◆ Alıştırma yönergesi ◆
Barselona gezisi metnine göre şu soruları yanıtlayın:
(a) Parkın karşısındaki dükkândan neler alındı?
(b) 10 kontörlük metro bileti kişi başı kaç Euro'ya alındı?
(c) Barcelona'ya hangi gece ve nereden geçerek ulaşıldı?

◆ Metin bölümü ◆
Park Guell'de o gün farklı bir etkinlik daha vardı. Uluslararası bir sanat projesinin ortasında bulduk kendimizi. Sanatçıları anmak için ve sanatın evrenselliğini dile getirmek amaçlı bir projeydi.
Bu parkta da Gaudi'nin üslubu ile farklı milletlerden insanlardan büyük yuvarlak bir resmi boyamalarını rica ediyorlardı. Bende de az buçuk ressamlık var ya hemen olaya girdim tabii :) Yalnız yorgunluktan olsa gerek boyamam gereken kısmı biraz taşırdım. :) Ardından da resmin ortasındaki bölüme imzamı çakıp, anı defterine hislerimi döktüm :)



Park Guell'in arka bölümleri de yine gaudi'ye özgü köprüler, geçitlerle süslenmişti.
















Park'ın bahçesindeki müzede Gaudi'nin mobilya tasarımlarını görme şansım oldu. Gaudi'yi takdir ve tebrik ediyorum. Önünde saygıyla eğiliyorum. İşte yaratıcılık budur diyorum...

Parkın karşısındaki dükkandan 2 yelpaze ve bir de flamenkocu kadın biblosu alıp Catalunya meydanına doğru yola çıktık. Yolda rastladığımız dükkanlardan şu ünlü kurbağa'nın magnetlerinden alıp yolumuza devam ettik.

Öğlene doğru hava iyice ısınmıştı. Heralde sıcaklı 30 -32 derece civarıydı.Kendimizi serin bir yerlere atmak için sabırsızlanıyorduk.







Limanda büyük bir kapalı alanda devasa bir akvaryum olduğunu duymuştuk. Hatta bir kaç yerde gördüğümüz reklamlarında "Akvaryumu görmediyseniz Barselona'yı görmemişsiniz demektir" yazıyordu. Önce metroya bindik. Barselona'da 8-10 tane metro hattı var. Hangisinden inip nereye bineceğimizi bulmak ise bulmaca çözmek gibiydi. Herbirimiz 7.5 Euro'ya aldığımız 10 kontörlük biletle 3 gün boyunca Barcelona'da gezdik. Her neyse Catalunya meydanında metrodan inip Limana kadar yürüdük. Akvaryuma bitişik bir alışveriş merkezinde biraz soluklanıp bir iki mağaza baktık. Burdan harika 2 kemeri çook ucuza aldımmm :)
Akvaryum övdükleri kadar varmış. Denizin altında cam bir fanus içinde hissettik kendimizi. O derece büyüktü yani. Köpekbalığı, güneşbalığı, penguen, ahtapot, vb aklıma gelecek her türlü deniz canlısını gördük herhalde...

İspanya, Barcelona

23 Temmuz gecesi Madrid üzerinden Barcelona'ya ulaştık. Madrid havaalanı o kadar büyüktü ki dış hatlardan iç hatlara gitmek için metroya binip ardından da epey yürümemiz gerekti.

◆ Gösterilen liste ◆
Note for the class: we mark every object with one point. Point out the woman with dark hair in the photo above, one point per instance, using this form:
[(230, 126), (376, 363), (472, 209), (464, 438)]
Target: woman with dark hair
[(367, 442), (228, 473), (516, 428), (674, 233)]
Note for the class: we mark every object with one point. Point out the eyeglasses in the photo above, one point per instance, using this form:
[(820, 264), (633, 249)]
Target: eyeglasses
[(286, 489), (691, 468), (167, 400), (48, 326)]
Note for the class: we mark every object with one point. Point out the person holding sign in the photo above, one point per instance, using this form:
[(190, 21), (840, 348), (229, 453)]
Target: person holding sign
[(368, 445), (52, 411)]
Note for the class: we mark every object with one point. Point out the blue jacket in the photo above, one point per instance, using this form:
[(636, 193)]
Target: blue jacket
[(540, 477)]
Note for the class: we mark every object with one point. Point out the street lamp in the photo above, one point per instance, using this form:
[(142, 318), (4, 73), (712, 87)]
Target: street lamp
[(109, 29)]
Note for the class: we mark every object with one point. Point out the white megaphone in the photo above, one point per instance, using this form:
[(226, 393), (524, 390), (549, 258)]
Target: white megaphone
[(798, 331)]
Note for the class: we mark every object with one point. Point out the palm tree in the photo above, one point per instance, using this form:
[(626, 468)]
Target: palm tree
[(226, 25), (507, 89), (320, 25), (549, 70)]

◆ Çözüm ◆
(a) 2 yelpaze ve bir flamenkocu kadın biblosu.
(b) 7.5 Euro.
(c) 23 Temmuz gecesi, Madrid üzerinden.